TASK INPUTS.
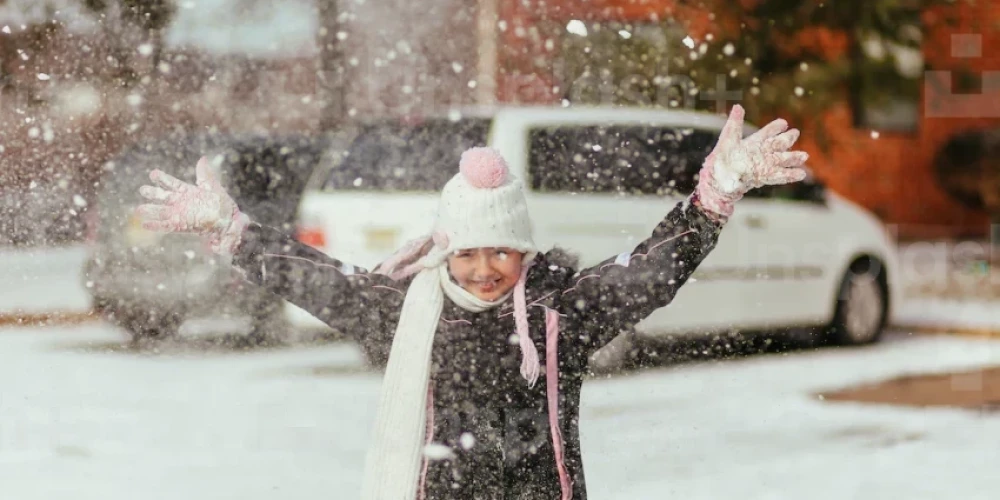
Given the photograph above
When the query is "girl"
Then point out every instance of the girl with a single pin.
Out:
(487, 338)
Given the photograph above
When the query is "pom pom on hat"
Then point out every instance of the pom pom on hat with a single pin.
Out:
(483, 168)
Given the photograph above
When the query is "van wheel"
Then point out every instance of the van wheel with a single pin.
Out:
(862, 305)
(145, 326)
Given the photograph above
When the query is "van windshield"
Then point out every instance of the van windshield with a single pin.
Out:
(394, 156)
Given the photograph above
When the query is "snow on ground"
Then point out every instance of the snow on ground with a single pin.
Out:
(82, 420)
(949, 313)
(41, 280)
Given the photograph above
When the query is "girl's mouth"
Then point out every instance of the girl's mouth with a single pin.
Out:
(487, 286)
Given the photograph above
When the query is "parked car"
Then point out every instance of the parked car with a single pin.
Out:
(151, 283)
(599, 180)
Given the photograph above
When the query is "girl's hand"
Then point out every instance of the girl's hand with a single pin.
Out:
(203, 208)
(737, 165)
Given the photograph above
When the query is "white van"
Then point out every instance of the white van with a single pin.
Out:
(599, 180)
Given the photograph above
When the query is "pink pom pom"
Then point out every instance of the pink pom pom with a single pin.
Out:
(484, 168)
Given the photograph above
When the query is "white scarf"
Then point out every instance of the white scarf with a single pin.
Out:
(392, 467)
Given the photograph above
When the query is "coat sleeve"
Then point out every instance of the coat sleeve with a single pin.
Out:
(621, 291)
(335, 292)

TASK GOAL. Leave out every line ahead of the one containing "Then point out every instance of the snow" and print the rest of the listing exactly.

RESPONSE.
Then point out every instance of the snow on ground with a single pin.
Out:
(82, 420)
(949, 313)
(41, 280)
Given the photograph above
When the query is "girl's mouth"
Then point out every instance of the girl's mouth with a single pin.
Out:
(487, 286)
Given the photograph above
When the query is "parked car"
Then point out every instance of the parked car with a single pin.
Out:
(151, 283)
(599, 180)
Given the photograph above
When the query is "girl's hand"
Then point out every instance of the girl's hand with a single pin.
Out:
(203, 208)
(737, 165)
Given the photograph above
When the query is "white van"
Then point out every instance of the white van with a single pin.
Out:
(599, 180)
Given the photograph above
When the query is "pink pom pom"
Then point out every instance of the pink pom pom with a single pin.
Out:
(484, 168)
Given the photograph above
When the query is "white scarf"
Then point out every instance of the white scarf with a single pin.
Out:
(392, 467)
Given the photograph above
When the query is "coat sleeve"
Then point out every instance of the coat sleeve with a single pin.
Out:
(621, 291)
(335, 292)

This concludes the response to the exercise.